#### EXCERPT PROVIDED:

* * * * * * * * *

The effort to catch up to real time continues…but first! Everyone please welcome aboard Tony Callea!

Admin Note: As this effort evolves, I think I will continue to tweak the way I present some of the information. For instance, starting today I am going to try highlighting in red any mention of aircraft crashes. My motive is not ghoulish but rather to provide a visual reminder in order to give some perspective regarding how often bad things happened back then. I have read through the War Diary and all the Air Wing After Action Reports once so far and, even though in my day Naval Aviation was dangerous, our safety record was remarkable. I was not really prepared for the number of aircraft crashes, both operational and combat-related, that Princeton and her accompanying Task Group carriers suffered.


11 JAN 44


I am traveling at the moment, so it seems a good opportunity to provide a taste of what the actual War Diary looks like. I will only add a couple comments and let you digest the actual log entries for 11 January as written.


If my experience is any indication, there was an actual written logbook on the bridge that very likely looked similar to this...

… in which the OOD (Officer of the Deck, in today’s Navy referred to as and pronounced “Oh Oh Dee") or his subordinate watchstanders would hand write significant entries. These would then be typed by the duty Yeoman into the official log:

As you read the entry for 11 January 44 please be mindful of a few things…


- As mentioned yesterday, training is routine right up to the point that it is not

- Flying airplanes onto and from ships is dangerous, even if one is experienced and the “ace of the base."

- Flying airplanes onto and from ships is exponentially more dangerous if you are inexperienced or poorly trained

- The scale and scope of the overall training effort, both for the Ship and the Air Wing, is colossal, as evidenced by the seemingly relentless pace that is pursued throughout the day ... Underway at 0818, train, train, train some more, secure from exercise at 2105. Steam in open waters throughout the night, repeat.



RIP Ensign E.P. EUBANK, A-V(N), USNR.





Note the inaccurate information in the shorter clipping (“killed in action”) and the lack of information in the second. No mention of the fact that Ensign Eubank perished in a training accident or the location, but perhaps the implication that he died in combat “in the South Pacific." Totally understandable because all this information — especially ship’s movement or location — was highly classified. In fact, his memorial marker at the State Capitol in Texas doesn’t list birth or death dates. Also, his Rank in the ship log is listed as Ensign, on his Texas marker as Lieutenant and at the National Cemetery of the Pacific as Lieutenant (Junior Grade). In the end, of course, it doesn’t matter.

* * * * * * * * *

#### TASK DESCRIPTION:
Please reproduce word for word the part of the Princeton war diary post above that begins with the words "- Flying airplanes onto and from ships is exponentially" and ends with "EUBANK, A-V(N), USNR.".

* * * * * * * * *

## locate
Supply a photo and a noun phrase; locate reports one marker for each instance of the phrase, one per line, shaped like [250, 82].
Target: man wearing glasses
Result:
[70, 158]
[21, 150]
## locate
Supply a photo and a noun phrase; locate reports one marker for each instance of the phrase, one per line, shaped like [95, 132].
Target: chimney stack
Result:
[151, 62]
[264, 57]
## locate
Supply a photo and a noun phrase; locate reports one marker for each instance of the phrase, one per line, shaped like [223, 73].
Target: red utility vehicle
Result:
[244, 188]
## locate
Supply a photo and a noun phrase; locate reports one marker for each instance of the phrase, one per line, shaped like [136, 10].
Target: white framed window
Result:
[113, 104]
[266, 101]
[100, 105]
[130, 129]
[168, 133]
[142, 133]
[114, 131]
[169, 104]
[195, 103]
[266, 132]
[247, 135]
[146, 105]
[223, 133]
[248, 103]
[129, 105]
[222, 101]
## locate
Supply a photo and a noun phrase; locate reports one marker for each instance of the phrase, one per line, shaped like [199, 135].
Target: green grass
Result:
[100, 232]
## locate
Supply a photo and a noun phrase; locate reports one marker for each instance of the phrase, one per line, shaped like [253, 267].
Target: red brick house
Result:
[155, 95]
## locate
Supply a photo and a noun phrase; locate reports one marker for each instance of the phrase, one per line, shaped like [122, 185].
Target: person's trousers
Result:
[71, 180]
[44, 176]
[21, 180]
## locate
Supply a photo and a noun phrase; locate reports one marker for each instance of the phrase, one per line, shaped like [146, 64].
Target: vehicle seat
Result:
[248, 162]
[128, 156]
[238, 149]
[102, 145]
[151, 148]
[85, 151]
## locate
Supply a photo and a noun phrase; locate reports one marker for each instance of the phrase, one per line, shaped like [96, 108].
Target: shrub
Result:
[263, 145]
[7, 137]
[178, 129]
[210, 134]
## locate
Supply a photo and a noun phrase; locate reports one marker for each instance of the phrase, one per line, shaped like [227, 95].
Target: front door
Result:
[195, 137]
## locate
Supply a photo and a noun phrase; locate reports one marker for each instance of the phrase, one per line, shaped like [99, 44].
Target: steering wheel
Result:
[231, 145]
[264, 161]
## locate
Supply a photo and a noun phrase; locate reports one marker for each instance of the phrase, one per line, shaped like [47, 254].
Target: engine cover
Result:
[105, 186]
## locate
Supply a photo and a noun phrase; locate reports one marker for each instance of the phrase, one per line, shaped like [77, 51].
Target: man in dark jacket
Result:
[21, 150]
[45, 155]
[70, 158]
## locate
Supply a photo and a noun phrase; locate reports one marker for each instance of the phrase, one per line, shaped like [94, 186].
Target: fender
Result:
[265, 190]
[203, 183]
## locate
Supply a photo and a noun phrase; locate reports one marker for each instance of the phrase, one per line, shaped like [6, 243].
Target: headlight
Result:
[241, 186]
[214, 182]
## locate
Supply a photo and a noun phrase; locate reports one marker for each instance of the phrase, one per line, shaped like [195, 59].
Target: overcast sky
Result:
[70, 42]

* * * * * * * * *

#### FINAL RESULT:
- Flying airplanes onto and from ships is exponentially more dangerous if you are inexperienced or poorly trained

- The scale and scope of the overall training effort, both for the Ship and the Air Wing, is colossal, as evidenced by the seemingly relentless pace that is pursued throughout the day ... Underway at 0818, train, train, train some more, secure from exercise at 2105. Steam in open waters throughout the night, repeat.



RIP Ensign E.P. EUBANK, A-V(N), USNR.